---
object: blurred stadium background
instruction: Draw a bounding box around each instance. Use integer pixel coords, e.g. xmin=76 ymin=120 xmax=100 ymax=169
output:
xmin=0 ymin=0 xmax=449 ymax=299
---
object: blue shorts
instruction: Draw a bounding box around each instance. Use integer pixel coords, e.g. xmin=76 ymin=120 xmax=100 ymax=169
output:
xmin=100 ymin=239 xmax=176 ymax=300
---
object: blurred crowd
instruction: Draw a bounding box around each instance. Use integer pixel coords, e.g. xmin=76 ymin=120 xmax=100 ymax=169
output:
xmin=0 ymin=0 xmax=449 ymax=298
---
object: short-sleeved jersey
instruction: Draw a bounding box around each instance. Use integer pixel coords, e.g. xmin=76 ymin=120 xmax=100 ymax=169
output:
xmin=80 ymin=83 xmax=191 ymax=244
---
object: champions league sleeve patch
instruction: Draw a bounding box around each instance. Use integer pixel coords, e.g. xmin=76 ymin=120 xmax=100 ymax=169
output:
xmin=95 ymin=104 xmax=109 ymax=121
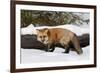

__Aim__
Present every line of the records above as a numbered list, skipping blank lines and leaving out the picture.

__Task output__
1. ---
2. object: blurred stadium background
3. instruction: Draw a bounding box around each instance. Use integer pixel coords, e.g. xmin=76 ymin=120 xmax=100 ymax=169
4. output:
5. xmin=0 ymin=0 xmax=449 ymax=299
6. ---
7. object: blue shorts
8. instruction: Draw a bounding box around each instance. Use integer pixel coords, e.g. xmin=76 ymin=120 xmax=100 ymax=169
9. output:
10. xmin=100 ymin=239 xmax=176 ymax=300
11. ---
12. object: blurred crowd
13. instruction: Draw a bounding box around each instance. Use integer pixel coords, e.g. xmin=76 ymin=120 xmax=100 ymax=169
14. output:
15. xmin=0 ymin=0 xmax=449 ymax=298
16. ---
17. object: short-sleeved jersey
18. instruction: Draw a bounding box around each instance. Use integer pixel coords, e.g. xmin=76 ymin=120 xmax=100 ymax=169
19. output:
20. xmin=80 ymin=83 xmax=191 ymax=244
21. ---
22. object: champions league sleeve patch
23. instruction: Draw a bounding box around each instance. Use integer pixel coords, e.g. xmin=76 ymin=120 xmax=100 ymax=169
24. output:
25. xmin=95 ymin=104 xmax=109 ymax=121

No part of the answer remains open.